***** DATA TO USE

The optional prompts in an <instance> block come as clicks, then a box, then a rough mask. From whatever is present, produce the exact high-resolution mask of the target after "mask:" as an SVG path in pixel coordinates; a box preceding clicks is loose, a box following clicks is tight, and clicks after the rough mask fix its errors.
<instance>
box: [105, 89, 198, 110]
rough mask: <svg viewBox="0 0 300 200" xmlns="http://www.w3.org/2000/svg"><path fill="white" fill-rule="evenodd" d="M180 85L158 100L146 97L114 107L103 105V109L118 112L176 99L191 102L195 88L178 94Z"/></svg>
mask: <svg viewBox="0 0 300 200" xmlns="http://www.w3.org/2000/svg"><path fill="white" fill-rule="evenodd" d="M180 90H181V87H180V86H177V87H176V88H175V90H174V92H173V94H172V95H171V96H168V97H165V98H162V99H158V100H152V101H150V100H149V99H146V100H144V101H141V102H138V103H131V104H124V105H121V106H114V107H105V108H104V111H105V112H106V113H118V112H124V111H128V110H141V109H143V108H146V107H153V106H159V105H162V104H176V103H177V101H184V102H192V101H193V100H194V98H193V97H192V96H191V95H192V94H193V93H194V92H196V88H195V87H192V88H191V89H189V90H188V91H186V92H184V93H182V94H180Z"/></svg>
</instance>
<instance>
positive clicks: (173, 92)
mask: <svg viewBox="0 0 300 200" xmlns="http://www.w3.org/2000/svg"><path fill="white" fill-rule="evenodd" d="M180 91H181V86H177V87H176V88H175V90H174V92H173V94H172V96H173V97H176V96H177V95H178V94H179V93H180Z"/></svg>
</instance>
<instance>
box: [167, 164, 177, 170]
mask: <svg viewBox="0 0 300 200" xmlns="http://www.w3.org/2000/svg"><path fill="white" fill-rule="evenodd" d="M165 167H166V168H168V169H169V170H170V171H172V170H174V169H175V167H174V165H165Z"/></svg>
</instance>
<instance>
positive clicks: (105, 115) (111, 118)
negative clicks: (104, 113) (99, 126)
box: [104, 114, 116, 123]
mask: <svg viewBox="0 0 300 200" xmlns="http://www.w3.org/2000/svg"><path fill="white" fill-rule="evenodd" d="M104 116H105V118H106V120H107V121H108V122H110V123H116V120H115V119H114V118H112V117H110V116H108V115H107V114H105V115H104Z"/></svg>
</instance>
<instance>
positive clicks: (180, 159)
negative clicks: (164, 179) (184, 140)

**********

### TASK PROMPT
Between the first line of the entries above and the line with "box: [105, 89, 198, 110]", both included, copy every line exactly and nothing outside that range.

### COMPLETED EXERCISE
The optional prompts in an <instance> block come as clicks, then a box, then a rough mask. From whatever is present, produce the exact high-resolution mask of the target after "mask:" as an SVG path in pixel coordinates; a box preceding clicks is loose, a box following clicks is tight, and clicks after the rough mask fix its errors.
<instance>
box: [105, 89, 198, 110]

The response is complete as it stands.